(Written exercise) Please rewrite the lines below, changing every "perception module" to "vision system" and keeping everything else the same. Omit the pictures from your answer.

(Region labeling records)

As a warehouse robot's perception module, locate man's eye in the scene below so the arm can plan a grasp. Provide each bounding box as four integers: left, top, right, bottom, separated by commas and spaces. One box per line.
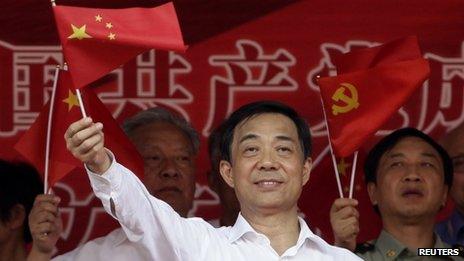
421, 162, 435, 168
390, 161, 404, 168
245, 147, 258, 153
177, 156, 190, 161
277, 147, 292, 152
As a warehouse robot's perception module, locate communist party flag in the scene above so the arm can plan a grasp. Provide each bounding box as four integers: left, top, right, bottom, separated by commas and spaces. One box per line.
53, 3, 186, 88
319, 36, 430, 157
15, 70, 143, 187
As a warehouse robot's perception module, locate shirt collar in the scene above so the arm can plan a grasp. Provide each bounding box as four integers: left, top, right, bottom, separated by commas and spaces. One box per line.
375, 230, 407, 257
229, 212, 324, 249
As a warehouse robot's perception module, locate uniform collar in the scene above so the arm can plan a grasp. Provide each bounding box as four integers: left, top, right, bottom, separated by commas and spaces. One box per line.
375, 230, 449, 259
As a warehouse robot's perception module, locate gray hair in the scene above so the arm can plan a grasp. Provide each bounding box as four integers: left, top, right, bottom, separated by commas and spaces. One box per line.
122, 107, 200, 154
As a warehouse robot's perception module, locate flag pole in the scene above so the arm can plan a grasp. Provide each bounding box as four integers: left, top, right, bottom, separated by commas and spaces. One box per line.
44, 65, 60, 194
317, 75, 343, 198
350, 151, 358, 198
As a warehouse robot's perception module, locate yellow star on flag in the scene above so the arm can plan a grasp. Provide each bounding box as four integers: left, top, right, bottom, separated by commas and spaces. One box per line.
63, 90, 79, 111
337, 158, 351, 176
68, 24, 92, 40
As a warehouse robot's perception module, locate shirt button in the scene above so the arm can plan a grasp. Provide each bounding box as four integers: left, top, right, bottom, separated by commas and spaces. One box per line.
385, 249, 396, 257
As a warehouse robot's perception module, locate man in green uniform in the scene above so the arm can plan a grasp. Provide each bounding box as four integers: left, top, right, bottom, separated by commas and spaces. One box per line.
330, 128, 462, 260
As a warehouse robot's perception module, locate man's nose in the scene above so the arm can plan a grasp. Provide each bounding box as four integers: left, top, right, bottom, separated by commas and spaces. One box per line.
160, 158, 180, 178
403, 165, 422, 182
258, 151, 279, 171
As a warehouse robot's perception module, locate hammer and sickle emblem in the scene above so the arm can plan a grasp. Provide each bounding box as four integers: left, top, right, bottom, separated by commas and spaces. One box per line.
332, 82, 359, 115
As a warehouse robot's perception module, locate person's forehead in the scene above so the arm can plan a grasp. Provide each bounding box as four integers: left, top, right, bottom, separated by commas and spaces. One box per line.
382, 136, 441, 161
234, 113, 298, 139
132, 121, 190, 147
443, 127, 464, 157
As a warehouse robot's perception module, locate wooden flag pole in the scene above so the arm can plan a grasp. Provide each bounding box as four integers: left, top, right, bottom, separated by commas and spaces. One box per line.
321, 93, 343, 198
44, 65, 60, 194
76, 89, 87, 118
350, 151, 358, 198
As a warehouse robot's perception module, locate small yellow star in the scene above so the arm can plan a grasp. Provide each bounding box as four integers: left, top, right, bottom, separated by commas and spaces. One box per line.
337, 158, 351, 176
68, 24, 92, 40
63, 90, 79, 111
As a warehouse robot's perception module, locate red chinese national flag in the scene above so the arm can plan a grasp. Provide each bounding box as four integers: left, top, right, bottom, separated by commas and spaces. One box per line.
319, 59, 430, 157
15, 70, 143, 187
53, 3, 186, 88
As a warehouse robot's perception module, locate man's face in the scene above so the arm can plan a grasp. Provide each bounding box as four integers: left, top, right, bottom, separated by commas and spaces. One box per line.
131, 122, 195, 216
368, 137, 447, 219
445, 128, 464, 213
221, 113, 311, 213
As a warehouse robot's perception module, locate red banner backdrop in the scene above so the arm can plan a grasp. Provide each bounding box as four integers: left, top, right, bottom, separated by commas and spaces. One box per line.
0, 0, 464, 252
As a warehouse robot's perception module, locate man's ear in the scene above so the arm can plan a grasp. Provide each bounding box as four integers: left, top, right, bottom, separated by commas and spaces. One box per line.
441, 185, 449, 207
206, 170, 222, 193
219, 160, 234, 188
367, 182, 378, 206
303, 157, 313, 186
6, 204, 26, 229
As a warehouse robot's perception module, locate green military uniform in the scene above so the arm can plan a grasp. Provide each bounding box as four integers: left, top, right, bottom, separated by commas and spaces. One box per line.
355, 230, 464, 261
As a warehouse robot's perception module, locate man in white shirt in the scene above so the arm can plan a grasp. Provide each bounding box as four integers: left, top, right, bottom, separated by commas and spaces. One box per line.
206, 124, 240, 227
26, 108, 199, 261
36, 102, 359, 261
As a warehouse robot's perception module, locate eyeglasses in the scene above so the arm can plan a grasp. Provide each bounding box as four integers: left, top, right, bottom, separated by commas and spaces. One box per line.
451, 155, 464, 174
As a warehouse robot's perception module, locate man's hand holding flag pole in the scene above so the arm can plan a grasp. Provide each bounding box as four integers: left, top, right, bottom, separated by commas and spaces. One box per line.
318, 37, 430, 198
15, 0, 186, 193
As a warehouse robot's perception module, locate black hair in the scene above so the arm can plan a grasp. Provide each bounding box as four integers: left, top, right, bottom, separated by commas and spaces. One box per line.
220, 101, 311, 162
0, 159, 43, 243
364, 128, 453, 186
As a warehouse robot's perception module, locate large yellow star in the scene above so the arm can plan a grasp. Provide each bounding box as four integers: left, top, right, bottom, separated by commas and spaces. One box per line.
63, 90, 79, 111
68, 24, 92, 40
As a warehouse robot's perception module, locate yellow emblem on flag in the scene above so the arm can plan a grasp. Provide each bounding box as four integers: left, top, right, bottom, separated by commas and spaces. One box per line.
63, 90, 79, 111
68, 24, 92, 40
332, 82, 359, 115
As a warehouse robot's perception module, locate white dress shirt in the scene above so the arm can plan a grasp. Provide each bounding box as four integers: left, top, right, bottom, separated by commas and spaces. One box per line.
52, 228, 150, 261
87, 157, 360, 261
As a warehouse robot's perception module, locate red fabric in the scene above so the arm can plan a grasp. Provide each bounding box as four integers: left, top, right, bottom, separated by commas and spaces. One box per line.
15, 70, 143, 187
334, 36, 422, 74
53, 3, 185, 88
319, 59, 430, 157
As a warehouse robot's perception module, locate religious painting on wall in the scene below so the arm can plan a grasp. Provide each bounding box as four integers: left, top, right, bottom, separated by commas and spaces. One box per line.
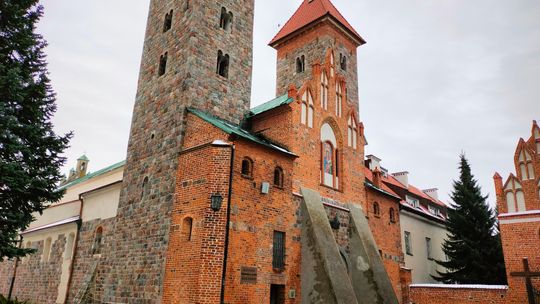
323, 142, 334, 175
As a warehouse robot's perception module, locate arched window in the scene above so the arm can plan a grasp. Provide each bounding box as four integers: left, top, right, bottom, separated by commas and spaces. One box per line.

(Result)
As a warehouse robot's vision system, locate man's eye in the scene below so the arm can plan a grasp. Provide each bounding box as four integers: left, top, right, bottom, separated by commas and spaces. One box per line.
421, 162, 435, 168
390, 161, 404, 168
245, 147, 258, 153
177, 156, 190, 161
277, 147, 292, 152
As a warehouse robot's vision system, locate communist party flag in the scene above so the arm can plan a grasp. Provide each bounding box as four integers: left, top, right, bottom, separated by commas and spaces. One box per line.
53, 3, 186, 88
319, 36, 430, 157
15, 70, 143, 187
As a warehouse robot's vision system, locate shirt collar in the scene above so the arm can plan a grasp. Provide each bounding box as four integers: left, top, right, bottom, separated by commas and spaces. One box per line.
375, 230, 407, 257
229, 212, 324, 249
As a warehouse robot's vision system, locate uniform collar in the scene above so the arm can plan a grasp. Provide each bounding box as four integers: left, top, right, bottom, separated by commas and spaces. One box per line.
375, 230, 449, 259
As a warehouse robot's vision system, locate gray hair in the scene above so the arm can plan a grasp. Provide each bounding box as four integers: left, top, right, bottom, separated by commas and spaces. One box per line.
122, 107, 200, 154
As a warehouse robot's vision system, locate flag pole in the scene above so the arm can plan a grasp. Provide each bounding box as four integers: left, top, right, bottom, separated by commas and spaces. One box per line.
44, 65, 60, 194
317, 75, 343, 198
350, 151, 358, 198
As a warehouse robot's vision system, locate yellow star on flag in the scene above so the arm can plan a grasp. Provide each bounding box as four integers: left, top, right, bottom, separated by commas and spaces. One box per line.
63, 90, 79, 111
337, 158, 351, 176
68, 24, 92, 40
As a warehouse robot's vision system, locate shirt button in the scene above so the arm can plan a grasp. Provide each bounding box as four integers: left, top, right, bottom, separated by commas and spaces. One box per line.
385, 249, 396, 257
As a warehouse robot's vision system, locate man in green uniform in the scene above so the arm can plan a grasp. Provide each bounding box as four integers: left, top, right, bottom, separated by commas and spaces. One box per line.
330, 128, 462, 260
As a warehouse robot's vision system, locate man's nose in the scene above so the arm can plan a grasp. Provide each bounding box as four integers: left, top, right, bottom, separated by commas and spaces. One box per line.
160, 158, 180, 178
403, 165, 422, 182
258, 151, 279, 171
As a warehouse robot's vision system, locate hammer and sickle emblem in the scene above so the arm can plan a grasp. Provide each bounding box as four integers: left, top, right, bottom, separated by commas and spaces. One box per line.
332, 82, 359, 115
As a warehouse robot's vision system, locate person's forehead in the scene above so the arm can plan a grasp. Provide each bounding box as four integers: left, top, right, bottom, separated by commas and spaces. One box per line.
382, 136, 441, 161
234, 113, 298, 139
132, 121, 190, 147
443, 127, 464, 157
As a warehouse robot's vision system, locate wooden flag pole in the scene above so the arm can plan a grasp. Provide each bounding box as four integers: left, top, right, bottom, separated by commas and spaces. One box per line.
321, 93, 343, 198
44, 65, 60, 194
76, 89, 87, 118
350, 151, 358, 198
As a warehouse robot's vision system, locate small yellow star in the scene above so the arm can plan a grasp. Provide each bounding box as four integers: left, top, right, bottom, separated by commas and spaces. One box per line.
337, 158, 351, 176
68, 24, 92, 40
63, 90, 79, 111
As a warehouse robot's vision system, locate red chinese national flag in the scene above so the arm can plan a grasp. Provide each bounding box as four integers: left, top, right, bottom, separated by commas and spaces. One box per line.
319, 59, 430, 157
15, 70, 143, 187
53, 3, 186, 88
As a warehouse robot's vision system, locate man's face in the scene above so the arm can plan a grasp. Provide each bounding box as four integers: left, top, right, bottom, separated by commas and spaces. One box per line.
131, 122, 195, 216
368, 137, 447, 219
445, 128, 464, 213
221, 113, 311, 213
As a warehouse robot's vision system, locate red banner backdrop in the scene above so the arm can plan a grasp. Provide each bounding box as four integers: left, top, right, bottom, separated by commas and spaces. One box per line.
0, 0, 464, 252
As a warehouse robot's vision system, locate man's ear in the scene above so the arm can plan a grasp. Provide each bounding box as four integers: left, top, right, bottom, separated by commas and spaces. One box per line.
441, 185, 449, 207
206, 170, 222, 193
219, 160, 234, 188
367, 182, 378, 206
303, 157, 313, 186
6, 204, 26, 229
As a warehouse robot's vision system, locate green military uniform in the scene above so the arm can plan a grasp. Provide each bounding box as four integers: left, top, right, bottom, separated by commas and spaces. One box per line.
355, 230, 464, 261
As a warehouse robot's vision system, locate man in white shirt in the scene above so the arm can plan a grasp. Provide each bounding box as four integers: left, top, right, bottom, separated by commas and spaces. One box per line.
206, 124, 240, 227
26, 108, 199, 261
36, 102, 359, 261
As a warehouse robot's vision system, locate eyeglasses in the scene above so the arm can plan a grasp. Provide each bounding box as four integers: left, top, right, bottom, separated by commas and spaces. One box per line.
451, 155, 464, 174
As a warehouse robot's vision system, locate man's hand holding flag pole in the scene above so the arm can plan a grasp. Provide each bounding box as four integers: left, top, right, bottom, separated by commas and spaces. One box per line.
318, 37, 430, 198
15, 0, 186, 193
As a warehouse robot's vision system, locate black hair in the scene above so the arm can plan a grasp. Provide each bounding box as four integers: left, top, right, bottom, separated by commas and spaces. One box per line.
220, 101, 311, 162
0, 159, 43, 243
364, 128, 453, 186
As a warehouse robot's vision system, locate large yellow star in the scene above so the arm can plan a grasp. Provide each bounding box as four integers: left, top, right, bottom, separated by commas and spaces. One box per line.
63, 90, 79, 111
68, 24, 92, 40
As a warehouse robot's vision system, locate yellow emblem on flag in the scene above so the arm can plan a grasp. Provide each bounding box as four integers: left, top, right, bottom, separated by commas and spaces. One box per line.
63, 90, 79, 111
68, 24, 92, 40
332, 82, 359, 115
As a warehouse robot's vision system, locate white dress shirt in the scene above so the arm can plan a grasp. Provide each bounding box as four integers: left, top, right, bottom, separated by commas and spaces. One box per line.
52, 228, 150, 261
87, 157, 360, 261
As a warehouse robot's vision system, locate red fabric in the scene above so the arm can plan a grasp. Provide each bounding box as four integers: left, top, right, bottom, separated by commas and spaces. One box per line.
15, 70, 143, 187
334, 36, 422, 74
53, 3, 185, 88
319, 59, 430, 157
As a warehouse robot's vision system, locate religious painting on wall in the scene below so the arm can plan a grasp. Provide each bounding box as four integers: left, top, right, bottom, separated by commas and spaces. One box per line.
323, 142, 334, 175
As a warehouse robot's vision system, locate arched window in the scene above so the arm can plan a grasp. Provide each bounding box as four integers: left, top, right, bottom, separated by commas and spaces. One box per line.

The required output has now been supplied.